### What the task asks
Transcribe exactly, and only, the lines that run from the one containing "POST /point" through the end of the records.

┌─ Supplied material

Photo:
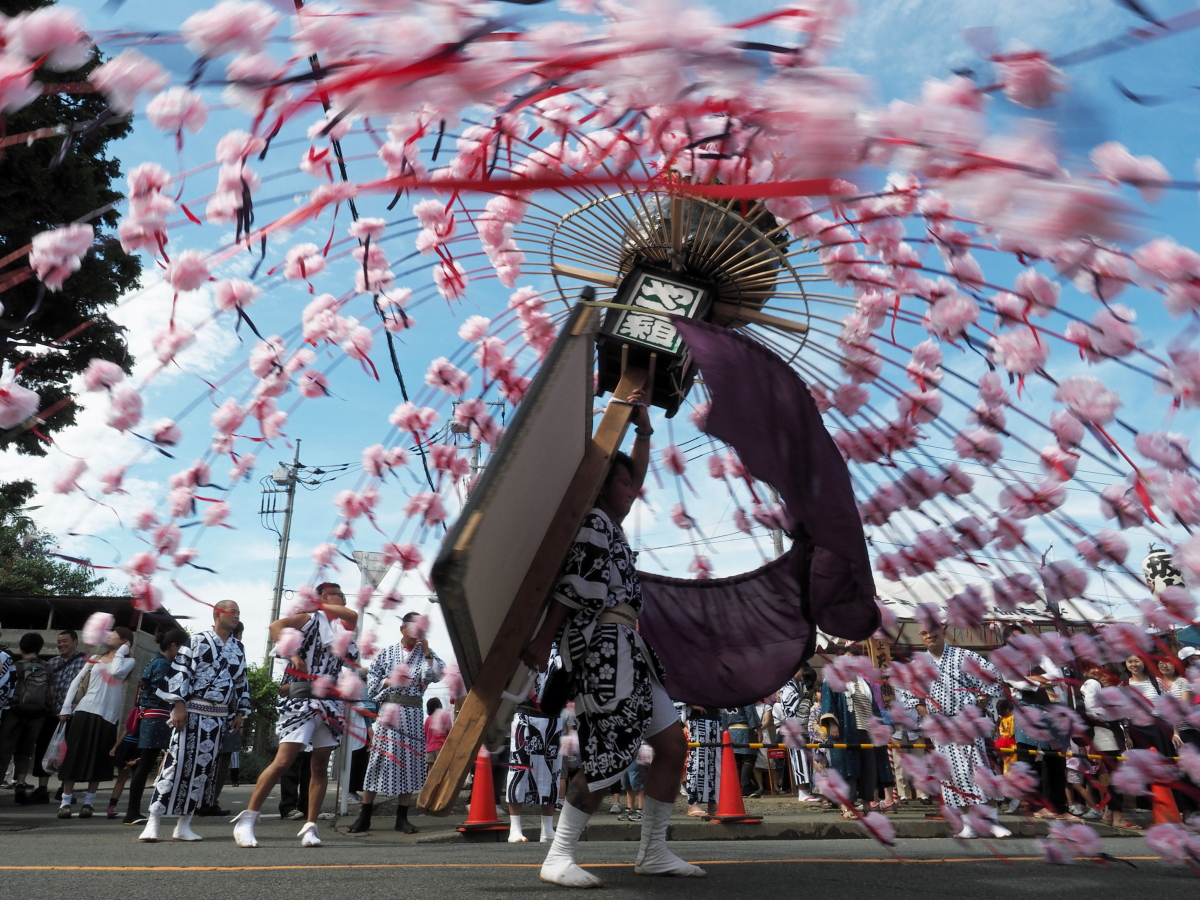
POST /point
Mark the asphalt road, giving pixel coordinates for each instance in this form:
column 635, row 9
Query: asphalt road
column 97, row 858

└─

### Finished exercise
POST /point
Mark the asphalt road, giving pixel coordinates for each instance in this form:
column 635, row 9
Query: asphalt road
column 97, row 858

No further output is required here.